■ **WHAT YOU WILL DO**:
Reproduce the lines of the items below verbatim, starting at the line that contains "Target: woven rattan ball" and stopping after the line that contains "[(126, 188), (145, 143), (115, 112), (101, 148), (69, 180)]".
- - - - - - -
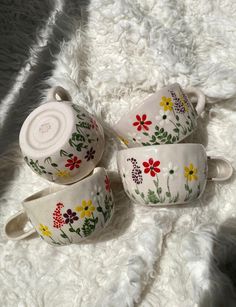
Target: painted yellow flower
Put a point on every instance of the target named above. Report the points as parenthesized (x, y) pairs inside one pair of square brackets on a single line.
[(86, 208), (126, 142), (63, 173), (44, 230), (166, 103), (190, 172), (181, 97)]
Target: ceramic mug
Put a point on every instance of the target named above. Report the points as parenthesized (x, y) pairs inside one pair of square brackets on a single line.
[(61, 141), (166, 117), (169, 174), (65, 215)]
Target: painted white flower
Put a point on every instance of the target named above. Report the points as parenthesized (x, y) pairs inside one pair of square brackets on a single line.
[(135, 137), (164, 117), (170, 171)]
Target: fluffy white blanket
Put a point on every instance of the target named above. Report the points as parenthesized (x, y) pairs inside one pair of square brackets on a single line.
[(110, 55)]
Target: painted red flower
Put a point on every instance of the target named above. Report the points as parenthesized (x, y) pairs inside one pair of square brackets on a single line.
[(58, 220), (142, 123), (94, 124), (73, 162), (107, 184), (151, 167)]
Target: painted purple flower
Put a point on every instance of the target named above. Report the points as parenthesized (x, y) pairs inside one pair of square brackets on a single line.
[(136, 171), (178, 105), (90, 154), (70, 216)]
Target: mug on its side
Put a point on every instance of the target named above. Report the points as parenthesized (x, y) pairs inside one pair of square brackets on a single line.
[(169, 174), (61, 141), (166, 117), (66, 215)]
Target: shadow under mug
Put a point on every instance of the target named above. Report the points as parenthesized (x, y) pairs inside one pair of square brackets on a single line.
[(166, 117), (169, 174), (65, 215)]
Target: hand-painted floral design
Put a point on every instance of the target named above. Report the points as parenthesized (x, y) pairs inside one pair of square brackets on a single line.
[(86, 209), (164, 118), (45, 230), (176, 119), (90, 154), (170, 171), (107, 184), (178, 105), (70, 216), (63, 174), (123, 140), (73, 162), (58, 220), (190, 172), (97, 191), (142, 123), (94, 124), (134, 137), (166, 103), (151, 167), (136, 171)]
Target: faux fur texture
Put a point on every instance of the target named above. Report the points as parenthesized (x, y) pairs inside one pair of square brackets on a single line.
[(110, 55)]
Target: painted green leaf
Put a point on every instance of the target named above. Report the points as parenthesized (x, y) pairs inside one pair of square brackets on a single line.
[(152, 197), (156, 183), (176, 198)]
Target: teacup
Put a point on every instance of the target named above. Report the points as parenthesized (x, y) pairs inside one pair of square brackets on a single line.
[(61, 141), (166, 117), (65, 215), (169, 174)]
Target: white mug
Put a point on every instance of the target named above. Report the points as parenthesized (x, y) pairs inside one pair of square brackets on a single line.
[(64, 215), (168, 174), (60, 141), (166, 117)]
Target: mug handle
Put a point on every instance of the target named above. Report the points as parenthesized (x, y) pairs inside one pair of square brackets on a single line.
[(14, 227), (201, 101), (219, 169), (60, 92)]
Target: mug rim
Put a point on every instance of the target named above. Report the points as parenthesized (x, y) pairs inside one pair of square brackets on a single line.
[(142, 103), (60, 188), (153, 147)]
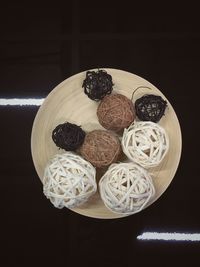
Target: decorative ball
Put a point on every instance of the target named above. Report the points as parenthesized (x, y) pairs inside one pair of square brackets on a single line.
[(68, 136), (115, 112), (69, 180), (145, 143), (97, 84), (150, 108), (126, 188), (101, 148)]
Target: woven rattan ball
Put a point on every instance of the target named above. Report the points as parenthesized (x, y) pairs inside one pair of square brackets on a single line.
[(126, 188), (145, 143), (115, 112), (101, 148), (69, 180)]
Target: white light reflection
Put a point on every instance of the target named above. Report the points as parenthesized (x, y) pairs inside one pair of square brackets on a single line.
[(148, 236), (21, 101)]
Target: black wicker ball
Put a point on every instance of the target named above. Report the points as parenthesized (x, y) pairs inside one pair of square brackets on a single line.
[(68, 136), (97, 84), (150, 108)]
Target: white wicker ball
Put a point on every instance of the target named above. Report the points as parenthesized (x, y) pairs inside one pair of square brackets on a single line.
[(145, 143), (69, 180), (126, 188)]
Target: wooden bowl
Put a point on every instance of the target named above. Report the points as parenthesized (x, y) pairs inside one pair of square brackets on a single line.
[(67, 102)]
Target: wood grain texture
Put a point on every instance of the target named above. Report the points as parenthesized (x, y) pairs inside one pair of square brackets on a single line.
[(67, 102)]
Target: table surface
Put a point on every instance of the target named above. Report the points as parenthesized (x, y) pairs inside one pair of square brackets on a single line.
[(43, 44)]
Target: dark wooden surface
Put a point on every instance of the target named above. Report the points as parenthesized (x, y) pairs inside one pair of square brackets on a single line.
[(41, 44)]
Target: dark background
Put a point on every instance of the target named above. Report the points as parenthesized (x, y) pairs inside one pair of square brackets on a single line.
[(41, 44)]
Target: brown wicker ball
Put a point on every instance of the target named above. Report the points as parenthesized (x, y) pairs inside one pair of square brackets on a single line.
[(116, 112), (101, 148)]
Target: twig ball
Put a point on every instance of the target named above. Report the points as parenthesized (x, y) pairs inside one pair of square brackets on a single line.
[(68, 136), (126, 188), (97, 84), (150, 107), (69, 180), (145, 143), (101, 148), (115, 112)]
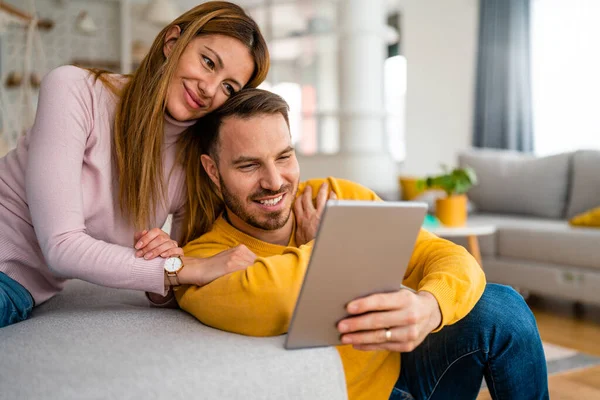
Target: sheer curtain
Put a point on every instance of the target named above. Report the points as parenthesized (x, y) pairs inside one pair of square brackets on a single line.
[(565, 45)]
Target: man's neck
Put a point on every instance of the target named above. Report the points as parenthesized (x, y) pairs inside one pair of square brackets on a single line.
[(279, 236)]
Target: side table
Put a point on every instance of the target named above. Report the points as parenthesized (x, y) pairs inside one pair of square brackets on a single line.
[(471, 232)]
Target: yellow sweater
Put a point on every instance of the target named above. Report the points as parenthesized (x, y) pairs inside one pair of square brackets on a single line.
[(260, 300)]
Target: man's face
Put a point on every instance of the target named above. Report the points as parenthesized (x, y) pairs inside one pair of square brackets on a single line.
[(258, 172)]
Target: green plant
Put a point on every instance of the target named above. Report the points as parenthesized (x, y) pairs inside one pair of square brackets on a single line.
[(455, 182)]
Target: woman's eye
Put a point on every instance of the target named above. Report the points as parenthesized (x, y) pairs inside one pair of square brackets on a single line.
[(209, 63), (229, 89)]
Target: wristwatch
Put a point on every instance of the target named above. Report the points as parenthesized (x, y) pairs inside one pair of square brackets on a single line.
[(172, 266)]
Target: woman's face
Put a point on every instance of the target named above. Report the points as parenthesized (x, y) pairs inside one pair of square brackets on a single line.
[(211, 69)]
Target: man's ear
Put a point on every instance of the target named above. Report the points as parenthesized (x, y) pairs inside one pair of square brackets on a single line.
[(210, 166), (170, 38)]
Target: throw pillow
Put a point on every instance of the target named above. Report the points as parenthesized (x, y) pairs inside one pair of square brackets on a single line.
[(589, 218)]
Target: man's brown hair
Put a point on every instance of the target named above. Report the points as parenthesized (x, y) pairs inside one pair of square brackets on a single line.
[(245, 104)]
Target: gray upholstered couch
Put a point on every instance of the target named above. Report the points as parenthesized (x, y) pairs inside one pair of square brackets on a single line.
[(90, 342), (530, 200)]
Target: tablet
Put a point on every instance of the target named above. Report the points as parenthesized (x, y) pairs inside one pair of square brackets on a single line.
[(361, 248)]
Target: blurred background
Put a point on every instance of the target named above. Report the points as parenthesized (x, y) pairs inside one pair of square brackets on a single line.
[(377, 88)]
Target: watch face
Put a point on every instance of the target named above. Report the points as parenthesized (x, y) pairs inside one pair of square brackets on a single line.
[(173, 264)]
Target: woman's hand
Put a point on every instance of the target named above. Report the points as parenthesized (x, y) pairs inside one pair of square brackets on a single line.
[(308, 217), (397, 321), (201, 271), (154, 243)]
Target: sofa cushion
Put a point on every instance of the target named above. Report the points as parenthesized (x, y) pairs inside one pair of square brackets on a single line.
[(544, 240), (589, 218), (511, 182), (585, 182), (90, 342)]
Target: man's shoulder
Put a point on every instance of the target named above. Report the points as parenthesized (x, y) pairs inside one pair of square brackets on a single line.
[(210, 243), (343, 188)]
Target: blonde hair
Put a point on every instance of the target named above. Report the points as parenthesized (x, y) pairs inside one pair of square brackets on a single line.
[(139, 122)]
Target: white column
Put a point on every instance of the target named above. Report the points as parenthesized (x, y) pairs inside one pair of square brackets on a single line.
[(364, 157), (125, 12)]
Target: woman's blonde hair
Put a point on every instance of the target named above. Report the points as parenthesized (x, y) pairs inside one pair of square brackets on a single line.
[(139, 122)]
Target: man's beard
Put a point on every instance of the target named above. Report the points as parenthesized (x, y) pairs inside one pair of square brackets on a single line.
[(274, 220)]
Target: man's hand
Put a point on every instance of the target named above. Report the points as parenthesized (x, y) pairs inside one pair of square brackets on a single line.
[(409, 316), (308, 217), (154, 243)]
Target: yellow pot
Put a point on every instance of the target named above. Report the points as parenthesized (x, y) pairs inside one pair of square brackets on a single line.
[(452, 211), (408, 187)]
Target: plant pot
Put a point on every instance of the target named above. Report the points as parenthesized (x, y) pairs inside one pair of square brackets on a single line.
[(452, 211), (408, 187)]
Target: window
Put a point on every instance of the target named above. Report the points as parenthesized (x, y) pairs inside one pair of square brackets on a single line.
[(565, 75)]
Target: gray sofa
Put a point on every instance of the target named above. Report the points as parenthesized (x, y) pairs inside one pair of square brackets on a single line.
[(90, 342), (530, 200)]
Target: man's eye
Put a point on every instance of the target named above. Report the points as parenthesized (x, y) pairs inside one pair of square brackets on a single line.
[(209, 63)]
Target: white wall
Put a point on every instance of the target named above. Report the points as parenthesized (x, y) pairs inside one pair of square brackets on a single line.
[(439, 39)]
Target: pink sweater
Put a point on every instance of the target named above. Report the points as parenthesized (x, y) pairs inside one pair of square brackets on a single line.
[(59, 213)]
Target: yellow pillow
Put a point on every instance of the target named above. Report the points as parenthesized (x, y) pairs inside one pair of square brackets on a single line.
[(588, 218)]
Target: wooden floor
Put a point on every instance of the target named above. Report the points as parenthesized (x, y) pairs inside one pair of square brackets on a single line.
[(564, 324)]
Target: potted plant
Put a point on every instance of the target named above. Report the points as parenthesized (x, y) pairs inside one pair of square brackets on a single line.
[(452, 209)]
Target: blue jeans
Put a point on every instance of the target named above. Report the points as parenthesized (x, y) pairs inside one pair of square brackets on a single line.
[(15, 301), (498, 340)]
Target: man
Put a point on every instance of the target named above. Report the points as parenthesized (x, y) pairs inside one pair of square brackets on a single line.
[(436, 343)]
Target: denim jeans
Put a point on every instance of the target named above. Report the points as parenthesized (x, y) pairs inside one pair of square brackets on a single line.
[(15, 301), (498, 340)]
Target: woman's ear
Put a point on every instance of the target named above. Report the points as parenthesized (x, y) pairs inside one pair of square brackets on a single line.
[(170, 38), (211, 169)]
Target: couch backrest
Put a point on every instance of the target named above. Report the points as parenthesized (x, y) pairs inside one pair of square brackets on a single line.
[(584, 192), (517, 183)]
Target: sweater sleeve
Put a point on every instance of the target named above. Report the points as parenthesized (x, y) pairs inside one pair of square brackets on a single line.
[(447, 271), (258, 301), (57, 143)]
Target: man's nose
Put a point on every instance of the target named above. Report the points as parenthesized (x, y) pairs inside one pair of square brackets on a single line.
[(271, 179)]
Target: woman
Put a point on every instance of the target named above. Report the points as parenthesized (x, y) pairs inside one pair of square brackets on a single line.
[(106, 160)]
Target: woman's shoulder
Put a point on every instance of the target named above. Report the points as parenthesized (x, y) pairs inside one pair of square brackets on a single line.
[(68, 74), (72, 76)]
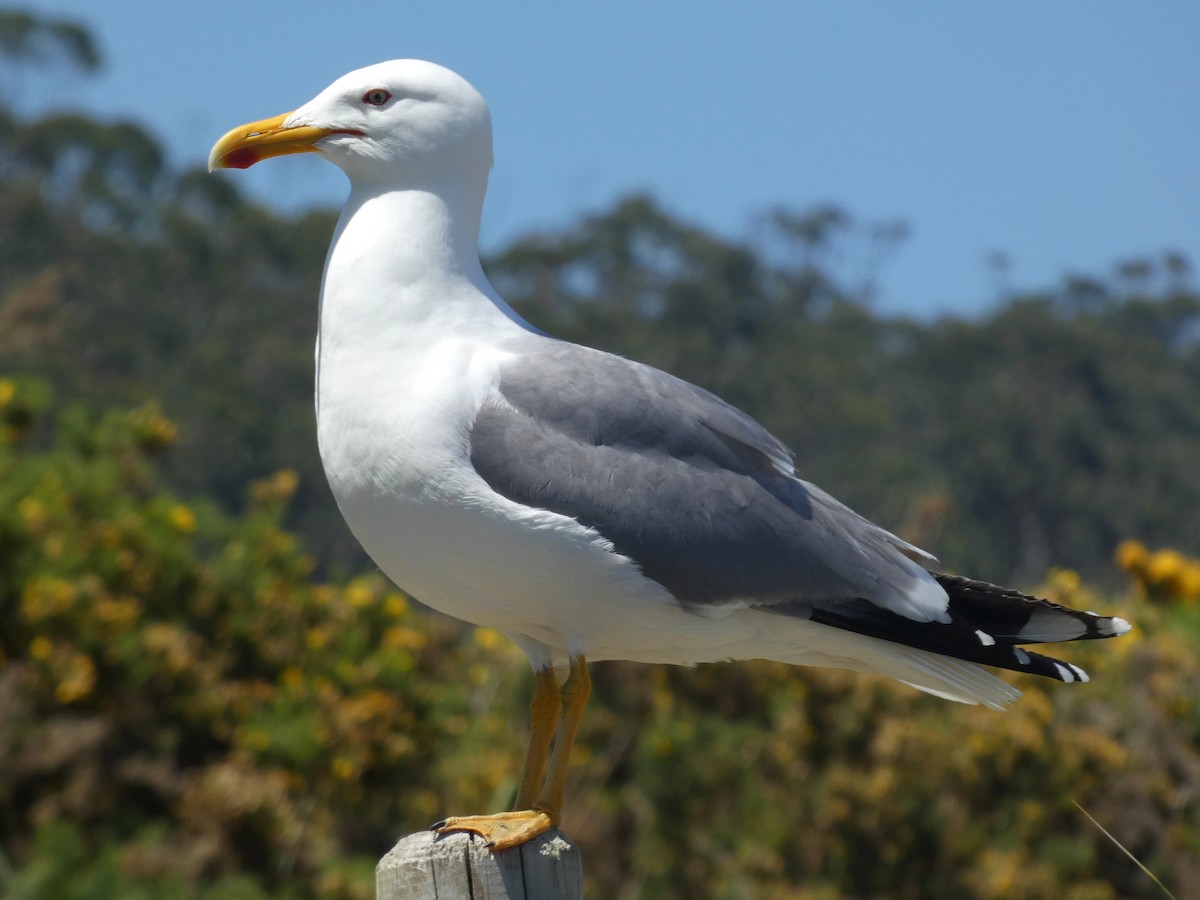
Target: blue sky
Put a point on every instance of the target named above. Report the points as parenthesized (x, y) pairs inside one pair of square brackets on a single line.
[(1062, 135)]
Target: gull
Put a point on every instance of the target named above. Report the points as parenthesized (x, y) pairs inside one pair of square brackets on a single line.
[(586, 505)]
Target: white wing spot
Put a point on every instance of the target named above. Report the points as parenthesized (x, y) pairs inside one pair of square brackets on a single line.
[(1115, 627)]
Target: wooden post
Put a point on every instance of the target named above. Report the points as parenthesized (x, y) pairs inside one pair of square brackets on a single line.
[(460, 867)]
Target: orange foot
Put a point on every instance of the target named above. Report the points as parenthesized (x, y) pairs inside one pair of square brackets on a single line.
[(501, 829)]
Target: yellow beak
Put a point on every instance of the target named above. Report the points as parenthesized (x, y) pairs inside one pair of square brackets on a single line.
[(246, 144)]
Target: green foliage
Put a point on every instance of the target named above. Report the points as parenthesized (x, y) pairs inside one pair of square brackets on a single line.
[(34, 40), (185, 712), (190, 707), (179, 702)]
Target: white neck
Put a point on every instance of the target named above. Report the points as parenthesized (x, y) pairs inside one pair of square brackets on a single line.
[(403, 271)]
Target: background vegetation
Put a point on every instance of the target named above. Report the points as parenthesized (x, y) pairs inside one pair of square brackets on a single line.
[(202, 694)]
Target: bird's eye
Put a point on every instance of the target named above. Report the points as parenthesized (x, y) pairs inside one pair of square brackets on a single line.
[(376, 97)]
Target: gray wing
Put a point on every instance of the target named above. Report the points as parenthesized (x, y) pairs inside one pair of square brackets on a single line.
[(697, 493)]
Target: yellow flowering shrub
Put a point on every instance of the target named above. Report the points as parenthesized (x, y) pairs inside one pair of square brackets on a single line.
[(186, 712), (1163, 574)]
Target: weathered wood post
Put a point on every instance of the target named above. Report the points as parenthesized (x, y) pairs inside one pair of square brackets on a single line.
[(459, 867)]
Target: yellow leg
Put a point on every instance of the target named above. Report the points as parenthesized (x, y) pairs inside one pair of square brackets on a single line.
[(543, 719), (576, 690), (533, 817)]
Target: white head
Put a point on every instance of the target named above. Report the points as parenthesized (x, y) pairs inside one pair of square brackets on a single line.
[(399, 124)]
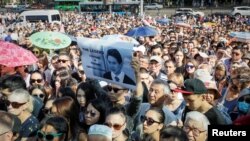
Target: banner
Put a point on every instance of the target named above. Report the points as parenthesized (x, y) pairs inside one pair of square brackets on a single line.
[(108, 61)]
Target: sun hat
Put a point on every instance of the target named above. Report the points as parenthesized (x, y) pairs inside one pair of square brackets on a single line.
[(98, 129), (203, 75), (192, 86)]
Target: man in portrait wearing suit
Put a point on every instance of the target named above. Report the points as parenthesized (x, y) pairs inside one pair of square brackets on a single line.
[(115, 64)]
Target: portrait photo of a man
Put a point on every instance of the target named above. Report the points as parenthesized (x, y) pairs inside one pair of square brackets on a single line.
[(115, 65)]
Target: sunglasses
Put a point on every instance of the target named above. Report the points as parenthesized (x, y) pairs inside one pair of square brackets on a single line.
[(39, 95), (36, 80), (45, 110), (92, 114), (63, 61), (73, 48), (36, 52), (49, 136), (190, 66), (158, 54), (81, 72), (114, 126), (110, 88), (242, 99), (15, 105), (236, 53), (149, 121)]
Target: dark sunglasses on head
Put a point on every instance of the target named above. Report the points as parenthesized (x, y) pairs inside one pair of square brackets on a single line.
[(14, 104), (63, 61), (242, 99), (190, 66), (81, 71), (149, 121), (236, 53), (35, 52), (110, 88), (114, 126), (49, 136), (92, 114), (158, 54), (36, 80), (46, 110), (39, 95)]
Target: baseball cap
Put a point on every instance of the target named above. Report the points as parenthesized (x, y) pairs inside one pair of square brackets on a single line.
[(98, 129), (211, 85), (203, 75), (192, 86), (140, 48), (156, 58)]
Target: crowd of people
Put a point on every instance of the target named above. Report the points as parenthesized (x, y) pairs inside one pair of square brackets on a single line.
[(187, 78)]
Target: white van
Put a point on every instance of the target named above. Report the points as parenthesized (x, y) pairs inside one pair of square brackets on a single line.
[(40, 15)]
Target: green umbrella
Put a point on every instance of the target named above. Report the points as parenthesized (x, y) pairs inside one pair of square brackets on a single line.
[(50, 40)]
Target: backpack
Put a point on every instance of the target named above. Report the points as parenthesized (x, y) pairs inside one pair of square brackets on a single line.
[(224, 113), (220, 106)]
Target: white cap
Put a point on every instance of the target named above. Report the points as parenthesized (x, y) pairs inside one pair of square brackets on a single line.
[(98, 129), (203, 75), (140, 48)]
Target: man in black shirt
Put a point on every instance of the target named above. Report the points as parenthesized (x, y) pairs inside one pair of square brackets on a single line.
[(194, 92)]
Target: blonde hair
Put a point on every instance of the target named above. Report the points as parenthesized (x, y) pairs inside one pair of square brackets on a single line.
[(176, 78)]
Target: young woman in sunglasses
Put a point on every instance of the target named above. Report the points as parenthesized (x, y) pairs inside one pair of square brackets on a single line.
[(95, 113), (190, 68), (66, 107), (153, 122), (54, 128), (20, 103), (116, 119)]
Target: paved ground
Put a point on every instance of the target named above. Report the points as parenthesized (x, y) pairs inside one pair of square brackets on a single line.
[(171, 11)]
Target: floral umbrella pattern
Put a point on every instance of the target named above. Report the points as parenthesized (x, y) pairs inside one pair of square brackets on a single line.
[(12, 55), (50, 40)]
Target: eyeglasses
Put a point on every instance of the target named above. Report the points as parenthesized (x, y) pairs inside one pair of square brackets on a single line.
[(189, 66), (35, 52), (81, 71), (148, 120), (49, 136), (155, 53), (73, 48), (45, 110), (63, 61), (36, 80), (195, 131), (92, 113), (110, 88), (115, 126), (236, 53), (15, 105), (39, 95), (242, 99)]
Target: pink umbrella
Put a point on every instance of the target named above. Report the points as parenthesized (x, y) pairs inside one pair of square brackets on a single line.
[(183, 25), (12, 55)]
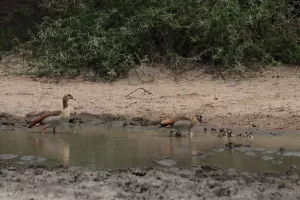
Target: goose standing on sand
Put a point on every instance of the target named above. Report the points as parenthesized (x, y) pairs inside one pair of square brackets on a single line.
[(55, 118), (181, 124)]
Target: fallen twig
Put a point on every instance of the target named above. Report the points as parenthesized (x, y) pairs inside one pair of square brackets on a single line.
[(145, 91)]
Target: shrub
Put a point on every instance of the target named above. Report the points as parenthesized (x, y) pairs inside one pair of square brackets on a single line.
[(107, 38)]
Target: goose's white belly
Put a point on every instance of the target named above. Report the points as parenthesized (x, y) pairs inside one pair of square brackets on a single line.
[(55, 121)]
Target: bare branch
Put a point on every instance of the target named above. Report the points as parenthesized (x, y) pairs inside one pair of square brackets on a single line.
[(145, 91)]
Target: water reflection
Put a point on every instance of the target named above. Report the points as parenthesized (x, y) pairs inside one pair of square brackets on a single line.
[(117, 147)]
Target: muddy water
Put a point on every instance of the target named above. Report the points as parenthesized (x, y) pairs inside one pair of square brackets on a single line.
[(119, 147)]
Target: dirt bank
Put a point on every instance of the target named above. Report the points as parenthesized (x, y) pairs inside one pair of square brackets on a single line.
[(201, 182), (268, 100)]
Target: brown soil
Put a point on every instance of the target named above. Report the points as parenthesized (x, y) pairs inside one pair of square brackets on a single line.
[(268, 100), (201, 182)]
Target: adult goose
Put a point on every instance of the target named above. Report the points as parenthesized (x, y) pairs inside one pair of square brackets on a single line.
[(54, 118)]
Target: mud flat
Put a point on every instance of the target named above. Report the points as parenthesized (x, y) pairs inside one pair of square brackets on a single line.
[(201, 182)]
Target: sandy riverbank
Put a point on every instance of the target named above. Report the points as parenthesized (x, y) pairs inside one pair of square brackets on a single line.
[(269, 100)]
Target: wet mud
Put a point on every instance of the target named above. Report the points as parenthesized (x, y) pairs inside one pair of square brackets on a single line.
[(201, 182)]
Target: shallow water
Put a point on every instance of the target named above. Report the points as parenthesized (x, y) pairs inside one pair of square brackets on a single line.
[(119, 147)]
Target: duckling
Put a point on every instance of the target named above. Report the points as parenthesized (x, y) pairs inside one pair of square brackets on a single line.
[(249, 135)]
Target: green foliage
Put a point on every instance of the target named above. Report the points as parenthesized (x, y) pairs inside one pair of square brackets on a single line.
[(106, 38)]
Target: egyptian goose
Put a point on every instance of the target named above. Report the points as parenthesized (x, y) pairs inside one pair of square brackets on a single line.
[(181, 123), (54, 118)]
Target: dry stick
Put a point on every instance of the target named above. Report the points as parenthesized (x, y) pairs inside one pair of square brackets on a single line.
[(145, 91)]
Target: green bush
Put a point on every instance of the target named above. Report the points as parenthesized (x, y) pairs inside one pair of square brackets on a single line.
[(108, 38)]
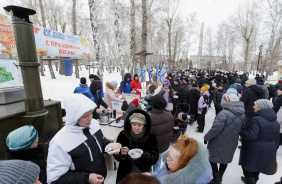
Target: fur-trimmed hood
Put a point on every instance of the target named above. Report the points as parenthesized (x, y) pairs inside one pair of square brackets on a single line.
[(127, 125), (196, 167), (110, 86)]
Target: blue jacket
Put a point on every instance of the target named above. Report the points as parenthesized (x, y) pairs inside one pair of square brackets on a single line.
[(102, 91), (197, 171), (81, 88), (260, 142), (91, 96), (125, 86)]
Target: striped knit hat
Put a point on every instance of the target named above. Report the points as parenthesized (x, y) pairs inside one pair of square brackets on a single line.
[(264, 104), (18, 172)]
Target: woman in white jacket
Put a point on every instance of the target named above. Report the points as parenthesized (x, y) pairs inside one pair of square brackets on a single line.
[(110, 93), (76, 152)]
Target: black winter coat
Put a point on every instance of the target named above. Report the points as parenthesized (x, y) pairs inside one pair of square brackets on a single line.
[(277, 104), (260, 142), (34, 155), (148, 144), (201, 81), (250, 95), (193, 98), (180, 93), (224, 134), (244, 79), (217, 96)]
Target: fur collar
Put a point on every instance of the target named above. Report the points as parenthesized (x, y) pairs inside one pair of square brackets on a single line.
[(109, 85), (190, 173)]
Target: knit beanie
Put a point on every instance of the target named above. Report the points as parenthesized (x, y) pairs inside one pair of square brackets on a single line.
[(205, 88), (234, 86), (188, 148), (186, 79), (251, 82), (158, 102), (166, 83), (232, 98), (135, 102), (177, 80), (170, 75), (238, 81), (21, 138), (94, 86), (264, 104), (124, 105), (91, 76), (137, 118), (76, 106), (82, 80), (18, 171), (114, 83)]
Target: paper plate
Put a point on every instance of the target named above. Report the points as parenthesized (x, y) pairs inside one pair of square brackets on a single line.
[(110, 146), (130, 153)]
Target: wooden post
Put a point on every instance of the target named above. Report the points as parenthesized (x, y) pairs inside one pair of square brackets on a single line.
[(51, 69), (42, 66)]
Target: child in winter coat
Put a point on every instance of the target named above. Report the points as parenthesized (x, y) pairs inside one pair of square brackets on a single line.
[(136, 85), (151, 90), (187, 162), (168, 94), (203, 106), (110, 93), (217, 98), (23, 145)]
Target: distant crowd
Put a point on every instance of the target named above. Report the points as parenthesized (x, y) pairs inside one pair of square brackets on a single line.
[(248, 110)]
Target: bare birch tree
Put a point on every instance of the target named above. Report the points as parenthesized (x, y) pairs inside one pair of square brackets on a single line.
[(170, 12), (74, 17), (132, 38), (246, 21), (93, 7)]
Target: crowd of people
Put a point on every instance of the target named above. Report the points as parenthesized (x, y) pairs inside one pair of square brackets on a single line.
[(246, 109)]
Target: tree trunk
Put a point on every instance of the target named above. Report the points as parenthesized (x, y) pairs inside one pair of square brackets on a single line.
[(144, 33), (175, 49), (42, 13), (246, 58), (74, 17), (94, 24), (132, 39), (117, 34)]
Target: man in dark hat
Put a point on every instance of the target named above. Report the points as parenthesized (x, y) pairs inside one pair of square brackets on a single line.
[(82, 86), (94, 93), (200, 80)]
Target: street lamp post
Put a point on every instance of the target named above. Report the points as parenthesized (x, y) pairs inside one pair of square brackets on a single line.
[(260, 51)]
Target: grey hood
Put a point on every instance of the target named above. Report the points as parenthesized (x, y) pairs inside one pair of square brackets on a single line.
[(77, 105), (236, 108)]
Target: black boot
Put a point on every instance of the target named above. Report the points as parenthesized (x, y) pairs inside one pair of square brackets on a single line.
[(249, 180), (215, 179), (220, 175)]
- - - - - - -
■ **OUTPUT FOR THIS EXERCISE**:
Target: woven rattan ball
Put a point on every instance of the target named above. Report the points as parenthesized (x, y) pairs inside one pair of square brackets on a single line.
[(126, 188), (145, 143), (115, 112), (101, 148), (69, 180)]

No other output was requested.